:: Data shown ::
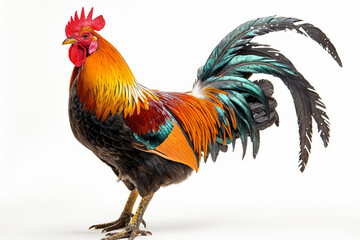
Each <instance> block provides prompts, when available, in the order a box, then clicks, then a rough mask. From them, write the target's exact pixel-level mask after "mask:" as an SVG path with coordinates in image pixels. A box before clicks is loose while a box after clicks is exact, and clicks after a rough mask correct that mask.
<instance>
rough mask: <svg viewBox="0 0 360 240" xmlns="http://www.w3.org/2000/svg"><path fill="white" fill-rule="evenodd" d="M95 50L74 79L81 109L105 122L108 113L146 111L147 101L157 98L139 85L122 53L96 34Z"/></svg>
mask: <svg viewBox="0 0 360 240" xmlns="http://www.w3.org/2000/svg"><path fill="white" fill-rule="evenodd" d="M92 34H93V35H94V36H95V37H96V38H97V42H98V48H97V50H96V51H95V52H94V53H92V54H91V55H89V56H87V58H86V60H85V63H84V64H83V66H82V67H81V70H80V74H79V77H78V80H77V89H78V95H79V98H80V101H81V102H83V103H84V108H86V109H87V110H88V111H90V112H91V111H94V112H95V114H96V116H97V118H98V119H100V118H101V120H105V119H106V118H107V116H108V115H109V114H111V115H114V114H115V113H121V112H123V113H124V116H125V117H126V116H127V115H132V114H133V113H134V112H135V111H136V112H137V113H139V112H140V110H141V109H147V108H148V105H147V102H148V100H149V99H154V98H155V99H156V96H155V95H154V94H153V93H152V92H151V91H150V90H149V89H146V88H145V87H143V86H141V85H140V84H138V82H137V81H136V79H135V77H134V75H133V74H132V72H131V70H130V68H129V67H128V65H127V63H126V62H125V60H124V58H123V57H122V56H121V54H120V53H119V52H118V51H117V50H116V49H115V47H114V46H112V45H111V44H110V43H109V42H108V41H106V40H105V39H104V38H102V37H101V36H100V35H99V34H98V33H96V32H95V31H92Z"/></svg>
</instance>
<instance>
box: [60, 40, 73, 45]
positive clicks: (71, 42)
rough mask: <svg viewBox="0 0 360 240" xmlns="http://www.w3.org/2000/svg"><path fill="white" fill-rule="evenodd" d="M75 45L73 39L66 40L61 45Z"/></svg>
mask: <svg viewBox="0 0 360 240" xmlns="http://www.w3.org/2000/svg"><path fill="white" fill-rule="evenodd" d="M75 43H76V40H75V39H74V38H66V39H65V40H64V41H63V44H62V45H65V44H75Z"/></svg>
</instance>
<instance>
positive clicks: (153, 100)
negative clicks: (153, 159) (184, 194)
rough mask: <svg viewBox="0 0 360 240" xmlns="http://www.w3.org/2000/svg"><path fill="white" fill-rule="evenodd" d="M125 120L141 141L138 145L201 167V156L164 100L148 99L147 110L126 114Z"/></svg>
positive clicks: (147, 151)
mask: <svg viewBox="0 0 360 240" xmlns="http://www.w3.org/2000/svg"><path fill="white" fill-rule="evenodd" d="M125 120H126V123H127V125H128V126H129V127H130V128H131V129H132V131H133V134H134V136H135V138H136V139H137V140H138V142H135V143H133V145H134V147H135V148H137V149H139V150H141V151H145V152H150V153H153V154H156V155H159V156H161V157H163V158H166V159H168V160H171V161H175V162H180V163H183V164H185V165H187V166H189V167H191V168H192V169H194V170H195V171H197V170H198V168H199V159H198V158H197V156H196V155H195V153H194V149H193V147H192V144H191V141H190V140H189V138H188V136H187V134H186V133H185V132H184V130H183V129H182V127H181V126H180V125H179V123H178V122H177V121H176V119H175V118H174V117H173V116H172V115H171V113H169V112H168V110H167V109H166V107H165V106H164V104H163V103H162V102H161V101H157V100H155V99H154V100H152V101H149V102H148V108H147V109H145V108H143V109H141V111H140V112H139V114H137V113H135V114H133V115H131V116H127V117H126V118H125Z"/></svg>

:: About this exercise ::
Reproduce all of the items above verbatim, line by line, with no character changed. Leave the pictures out of your copy.

:: Reply to the exercise ::
Each <instance> block provides prompts, when available, in the order a box, then clicks, then a rough mask. From them, write the target's exact pixel-level mask after "mask:" as an SVG path with coordinates in image pixels. A box before clicks is loose while a box after clicks is exact, and clicks after a rough mask correct that mask.
<instance>
rough mask: <svg viewBox="0 0 360 240" xmlns="http://www.w3.org/2000/svg"><path fill="white" fill-rule="evenodd" d="M95 50L74 79L81 109L105 122L108 113L146 111L147 101L157 98L139 85L122 53L96 34Z"/></svg>
mask: <svg viewBox="0 0 360 240" xmlns="http://www.w3.org/2000/svg"><path fill="white" fill-rule="evenodd" d="M92 34H93V35H94V36H95V37H96V38H97V42H98V48H97V50H96V51H95V52H94V53H92V54H91V55H89V56H87V58H86V60H85V63H84V64H83V66H82V67H81V70H80V74H79V77H78V80H77V89H78V95H79V98H80V101H81V102H83V103H84V108H86V109H87V110H88V111H90V112H91V111H94V112H95V114H96V116H97V118H98V119H100V118H101V120H105V119H106V118H107V116H108V115H109V114H111V115H114V114H115V113H121V112H123V113H124V116H125V117H126V116H127V115H132V114H133V113H134V112H135V111H136V112H137V113H139V112H140V110H141V109H147V108H148V105H147V102H148V100H149V99H154V98H155V99H156V96H155V95H154V94H153V93H152V92H151V91H150V90H149V89H146V88H145V87H143V86H141V85H140V84H138V82H137V81H136V79H135V77H134V75H133V74H132V72H131V70H130V68H129V67H128V65H127V63H126V62H125V60H124V58H123V57H122V56H121V54H120V53H119V52H118V51H117V50H116V49H115V47H114V46H112V45H111V44H110V43H109V42H108V41H106V40H105V39H104V38H102V37H101V36H100V35H99V34H98V33H96V32H95V31H92Z"/></svg>
</instance>
<instance>
box: [60, 40, 73, 45]
positive clicks: (71, 42)
rough mask: <svg viewBox="0 0 360 240" xmlns="http://www.w3.org/2000/svg"><path fill="white" fill-rule="evenodd" d="M75 45L73 39L66 40L61 45Z"/></svg>
mask: <svg viewBox="0 0 360 240" xmlns="http://www.w3.org/2000/svg"><path fill="white" fill-rule="evenodd" d="M75 43H76V40H75V39H74V38H66V39H65V40H64V41H63V44H62V45H65V44H75Z"/></svg>
</instance>
<instance>
positive clicks: (153, 100)
negative clicks: (153, 159) (184, 194)
rough mask: <svg viewBox="0 0 360 240" xmlns="http://www.w3.org/2000/svg"><path fill="white" fill-rule="evenodd" d="M125 120L141 141L138 145L201 167V156L164 100L148 99L147 110L126 114Z"/></svg>
positive clicks: (147, 151)
mask: <svg viewBox="0 0 360 240" xmlns="http://www.w3.org/2000/svg"><path fill="white" fill-rule="evenodd" d="M125 120H126V123H127V125H128V126H129V127H130V128H131V129H132V131H133V134H134V136H135V138H136V139H137V140H138V142H135V143H133V145H134V147H135V148H137V149H139V150H141V151H145V152H150V153H153V154H156V155H159V156H161V157H163V158H166V159H168V160H171V161H175V162H180V163H183V164H185V165H187V166H189V167H191V168H192V169H194V170H195V171H197V170H198V168H199V159H198V158H197V156H196V155H195V153H194V149H193V147H192V144H191V141H190V140H189V138H188V136H187V134H186V133H185V132H184V130H183V129H182V127H181V126H180V125H179V123H178V122H177V121H176V119H175V118H174V117H173V116H172V115H171V113H169V112H168V110H167V109H166V107H165V106H164V104H163V103H162V102H161V101H157V100H155V99H154V100H152V101H149V102H148V108H147V109H145V108H143V109H141V111H140V112H139V114H137V113H135V114H133V115H131V116H127V117H126V118H125Z"/></svg>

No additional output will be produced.